Each record is to be printed exactly as given, down to the last mark.
Extracted material Block Start
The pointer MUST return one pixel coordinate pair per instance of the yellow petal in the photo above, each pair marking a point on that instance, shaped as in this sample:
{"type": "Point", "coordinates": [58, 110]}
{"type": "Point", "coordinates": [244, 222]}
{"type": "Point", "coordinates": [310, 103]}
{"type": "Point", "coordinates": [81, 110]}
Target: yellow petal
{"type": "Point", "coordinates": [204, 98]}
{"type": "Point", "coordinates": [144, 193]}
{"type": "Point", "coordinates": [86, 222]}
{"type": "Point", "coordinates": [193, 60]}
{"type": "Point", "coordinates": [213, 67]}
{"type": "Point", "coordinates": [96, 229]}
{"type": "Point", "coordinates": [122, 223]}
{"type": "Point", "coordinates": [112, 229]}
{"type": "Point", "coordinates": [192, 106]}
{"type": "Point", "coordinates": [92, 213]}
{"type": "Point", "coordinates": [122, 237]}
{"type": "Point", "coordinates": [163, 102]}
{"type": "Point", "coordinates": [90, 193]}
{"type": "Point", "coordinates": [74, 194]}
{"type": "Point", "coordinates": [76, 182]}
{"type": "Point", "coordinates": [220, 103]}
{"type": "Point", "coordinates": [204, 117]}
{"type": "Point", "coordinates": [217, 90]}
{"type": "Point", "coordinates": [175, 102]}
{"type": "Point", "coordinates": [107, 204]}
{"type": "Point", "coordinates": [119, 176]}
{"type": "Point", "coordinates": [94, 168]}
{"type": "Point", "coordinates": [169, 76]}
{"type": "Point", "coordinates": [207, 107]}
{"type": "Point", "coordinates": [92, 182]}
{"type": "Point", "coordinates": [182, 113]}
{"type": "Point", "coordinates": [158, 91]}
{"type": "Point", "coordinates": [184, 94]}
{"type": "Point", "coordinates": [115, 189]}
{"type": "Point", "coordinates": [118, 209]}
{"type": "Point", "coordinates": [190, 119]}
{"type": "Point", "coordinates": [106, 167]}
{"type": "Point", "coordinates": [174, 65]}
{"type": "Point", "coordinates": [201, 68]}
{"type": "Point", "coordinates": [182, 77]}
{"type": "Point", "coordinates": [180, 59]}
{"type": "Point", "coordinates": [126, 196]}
Extracted material Block End
• _Result of the exercise_:
The pointer MUST return one pixel coordinate pair per instance of the yellow petal in the photo above, each pair marking a point on that instance, shaped as in this sample:
{"type": "Point", "coordinates": [58, 110]}
{"type": "Point", "coordinates": [244, 222]}
{"type": "Point", "coordinates": [310, 103]}
{"type": "Point", "coordinates": [81, 110]}
Target: yellow petal
{"type": "Point", "coordinates": [204, 98]}
{"type": "Point", "coordinates": [144, 193]}
{"type": "Point", "coordinates": [86, 222]}
{"type": "Point", "coordinates": [193, 60]}
{"type": "Point", "coordinates": [213, 67]}
{"type": "Point", "coordinates": [96, 229]}
{"type": "Point", "coordinates": [122, 223]}
{"type": "Point", "coordinates": [112, 229]}
{"type": "Point", "coordinates": [192, 106]}
{"type": "Point", "coordinates": [92, 213]}
{"type": "Point", "coordinates": [122, 237]}
{"type": "Point", "coordinates": [163, 102]}
{"type": "Point", "coordinates": [90, 193]}
{"type": "Point", "coordinates": [74, 194]}
{"type": "Point", "coordinates": [76, 182]}
{"type": "Point", "coordinates": [220, 103]}
{"type": "Point", "coordinates": [204, 117]}
{"type": "Point", "coordinates": [217, 90]}
{"type": "Point", "coordinates": [175, 102]}
{"type": "Point", "coordinates": [107, 204]}
{"type": "Point", "coordinates": [119, 176]}
{"type": "Point", "coordinates": [94, 168]}
{"type": "Point", "coordinates": [169, 76]}
{"type": "Point", "coordinates": [207, 107]}
{"type": "Point", "coordinates": [92, 182]}
{"type": "Point", "coordinates": [182, 113]}
{"type": "Point", "coordinates": [158, 91]}
{"type": "Point", "coordinates": [184, 94]}
{"type": "Point", "coordinates": [115, 189]}
{"type": "Point", "coordinates": [118, 209]}
{"type": "Point", "coordinates": [190, 119]}
{"type": "Point", "coordinates": [106, 167]}
{"type": "Point", "coordinates": [174, 65]}
{"type": "Point", "coordinates": [201, 68]}
{"type": "Point", "coordinates": [182, 77]}
{"type": "Point", "coordinates": [180, 59]}
{"type": "Point", "coordinates": [126, 196]}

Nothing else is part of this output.